Document excerpt:
*** Begin section ***
There are also some things that aren’t absolutely crucial, but I would really like to get done:

  • Set up crib
  • Finish organizing/arranging/decorating nursery
  • Purchase glider for nursery
  • Cash in gift certificates for prenatal massage (from Peter as an early Christmas gift) and pedicure (shower gift from my friend Litzy). They sound sooo good right now, but I just need to find the time!
  • Buy all the miscellaneous baby items we still need (this also involves figuring out what those items are…)

Current symptoms

Yeah, life with the bump is not getting any easier. Sleep is tough. Rolling over is tough. Getting up after sitting for a while is painful.

My feet are very swollen and at times it feels like I am walking on water balloons that could burst at any moment if I bend them the wrong way.

Baby still likes that right rib, only he/she is getting bigger and stronger and sometimes putting an undue amount of pressure on it.

Most people are really sweet to me and tell me I am one of those women who only gains weight in my belly when pregnant. For the most part, I think that’s true (and I feel really lucky), but it’s kind of the entire mid-section that’s bigger, not just the bump. One woman in the cafeteria at work (who I think is the same woman who made the weird comment I mentioned in this post) told me she can tell I’m nearing the end because my face is starting to fill out. I don’t know how she would have any grasp on that since I don’t know her, but I kind of have to laugh at the thought that she might be the only person being honest with me. I think my face has filled out a bit, but perhaps not noticeably to others.

And again I feel lucky, because I’ve only really gotten two weird/borderline rude comments over the past 8 months, and both were from the same woman.

In other news…

My co-workers threw me a lovely shower at work on Thursday. This was my only shower that involved animal masks. Which is an awesome addition to any party, in my book.

(Giraffe and pup, a.k.a. me being tall and Jackie being… an attack dog)

(Elephant and bear, a.k.a me smiling even though my trunk hides it and Enrique smiling because that’s what you do when you’re in a bear mask)

(Zebra and lion, a.k.a. Nancy looking cute and my hair threatening to turn into a full-on mane)

There were many more mask photos, just not taken on my camera. I think I wore nearly all of the maybe 15 masks at some point.

(Cake design inspired by this very blog)

(Lots of yummy homemade food)

(Some of the ladies in my department)

It was so sweet, and I was once again taken aback by the generosity and love poured out from the people in my life.

On a much more serious note

Another very busy week ahead. As overwhelming as life feels for me right now though, I would like to ask for prayers for my friend Michelle (mentioned above, who gave me her breast pump), who will be having a double mastectomy this Wednesday. Michelle found out she had inflammatory breast cancer a few days before her 30th birthday and the very same day I went to the doctor and took my official pregnancy test (we actually go to the same doctor). It’s crazy to think that as long as I’ve been consumed by this baby growing inside me, she has been consumed by cancer treatments and all the fear and unknown that comes with that. Her strength and trust in the Lord over this time has been a constant reminder to me that no matter the issue, large or small, God is in control. It has helped me put things in perspective when my problems were the center of my world and helped me realize that it’s God who should be at the center. So please pray for a successful surgery and recovery, no more traces of cancer and strength and comfort for Michelle and her family this week.
*** End section ***
Assignment A: Transcribe everything in the blog post from "(Giraffe and pup, a.k.a." down to "a bear mask)".
Assignment B: According to the blog post, on what day will Michelle have her double mastectomy?
These rows were taken from a separate source.

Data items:
*** Begin section ***
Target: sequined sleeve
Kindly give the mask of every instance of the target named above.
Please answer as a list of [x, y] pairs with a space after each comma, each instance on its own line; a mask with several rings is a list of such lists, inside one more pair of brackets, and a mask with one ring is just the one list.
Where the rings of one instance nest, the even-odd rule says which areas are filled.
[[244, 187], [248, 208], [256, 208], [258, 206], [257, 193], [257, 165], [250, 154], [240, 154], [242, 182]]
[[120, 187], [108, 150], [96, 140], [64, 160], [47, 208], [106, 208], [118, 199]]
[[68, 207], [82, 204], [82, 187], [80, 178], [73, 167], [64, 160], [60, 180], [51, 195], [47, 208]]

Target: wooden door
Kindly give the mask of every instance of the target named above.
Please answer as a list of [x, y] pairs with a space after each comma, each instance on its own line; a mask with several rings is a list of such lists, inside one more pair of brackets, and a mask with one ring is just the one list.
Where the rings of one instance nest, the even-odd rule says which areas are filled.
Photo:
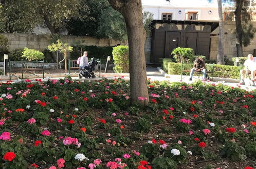
[[165, 58], [171, 58], [171, 53], [174, 49], [180, 46], [180, 32], [168, 31], [166, 32]]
*** End section ***
Exercise result A:
(Giraffe and pup, a.k.a. me being tall and Jackie being… an attack dog)

(Elephant and bear, a.k.a me smiling even though my trunk hides it and Enrique smiling because that’s what you do when you’re in a bear mask)

Exercise result B: Wednesday.